Recorded data:
=== Section Start ===

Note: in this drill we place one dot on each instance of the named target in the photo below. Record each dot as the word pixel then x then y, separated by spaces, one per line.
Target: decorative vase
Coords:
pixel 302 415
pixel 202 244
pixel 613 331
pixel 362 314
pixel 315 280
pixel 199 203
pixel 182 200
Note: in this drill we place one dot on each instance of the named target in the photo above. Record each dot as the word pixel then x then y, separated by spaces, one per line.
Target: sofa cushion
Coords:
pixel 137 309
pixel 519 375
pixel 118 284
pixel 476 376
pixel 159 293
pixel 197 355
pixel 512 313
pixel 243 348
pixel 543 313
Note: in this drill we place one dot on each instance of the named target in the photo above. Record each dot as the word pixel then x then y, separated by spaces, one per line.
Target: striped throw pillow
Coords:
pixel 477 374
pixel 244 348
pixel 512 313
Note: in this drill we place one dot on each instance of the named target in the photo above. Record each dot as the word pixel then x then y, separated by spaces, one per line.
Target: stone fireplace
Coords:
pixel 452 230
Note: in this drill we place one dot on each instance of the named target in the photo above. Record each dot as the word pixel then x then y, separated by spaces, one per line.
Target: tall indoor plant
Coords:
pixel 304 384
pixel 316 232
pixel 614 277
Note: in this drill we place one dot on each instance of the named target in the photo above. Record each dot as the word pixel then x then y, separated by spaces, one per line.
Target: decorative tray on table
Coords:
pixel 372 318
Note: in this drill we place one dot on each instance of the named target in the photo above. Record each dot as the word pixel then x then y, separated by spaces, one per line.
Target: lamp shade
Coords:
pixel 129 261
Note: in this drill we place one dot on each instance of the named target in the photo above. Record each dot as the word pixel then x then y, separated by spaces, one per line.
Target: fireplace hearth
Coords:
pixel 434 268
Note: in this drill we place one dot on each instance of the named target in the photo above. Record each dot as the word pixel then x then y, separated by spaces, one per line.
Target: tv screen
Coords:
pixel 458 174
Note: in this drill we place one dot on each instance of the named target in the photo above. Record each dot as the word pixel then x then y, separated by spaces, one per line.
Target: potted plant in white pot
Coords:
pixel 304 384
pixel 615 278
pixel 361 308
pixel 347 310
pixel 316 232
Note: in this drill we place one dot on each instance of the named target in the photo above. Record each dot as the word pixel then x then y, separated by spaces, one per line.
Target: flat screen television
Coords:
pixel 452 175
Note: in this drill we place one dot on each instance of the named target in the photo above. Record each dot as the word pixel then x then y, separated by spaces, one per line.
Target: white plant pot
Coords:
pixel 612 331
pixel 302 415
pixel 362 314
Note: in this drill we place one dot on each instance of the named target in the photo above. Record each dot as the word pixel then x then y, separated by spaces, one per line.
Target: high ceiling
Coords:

=== Section End ===

To do:
Take the lines from the start of the records through the line holding "Target: striped throw pillow", both included, and please print them exactly, with nothing else.

Reply to the task:
Note: in this drill we place one dot on each instance of the named target in the photo below. Record each dot as the word pixel then x then y, separated by spaces, one per line.
Target: decorative vase
Coords:
pixel 302 415
pixel 202 244
pixel 613 331
pixel 362 314
pixel 315 280
pixel 199 203
pixel 182 200
Note: in this drill we place one dot on each instance of the named target in the photo above. Record each dot as the word pixel then x then y, separated by spaces, one per line.
Target: sofa cushion
Coords:
pixel 137 309
pixel 519 375
pixel 118 284
pixel 476 376
pixel 159 293
pixel 197 355
pixel 512 313
pixel 243 348
pixel 543 313
Note: in this drill we place one dot on each instance of the named target in the photo above. Record each dot as the word pixel then x then y, separated by spaces, one per line.
Target: striped throw pillow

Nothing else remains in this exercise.